Return each line from the rows below that contains the word "player".

_Material for this task_

<<<<

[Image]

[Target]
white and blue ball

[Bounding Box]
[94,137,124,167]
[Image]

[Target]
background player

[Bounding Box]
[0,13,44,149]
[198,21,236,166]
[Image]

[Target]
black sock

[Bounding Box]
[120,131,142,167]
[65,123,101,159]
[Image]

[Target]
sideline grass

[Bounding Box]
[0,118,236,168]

>>>>
<<<<

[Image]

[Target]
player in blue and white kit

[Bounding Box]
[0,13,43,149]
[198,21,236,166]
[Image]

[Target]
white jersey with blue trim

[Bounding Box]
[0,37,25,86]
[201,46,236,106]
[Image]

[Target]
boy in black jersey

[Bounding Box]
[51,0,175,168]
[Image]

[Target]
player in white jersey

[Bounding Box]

>>>>

_Result for this exercise_
background player
player in blue and white kit
player in white jersey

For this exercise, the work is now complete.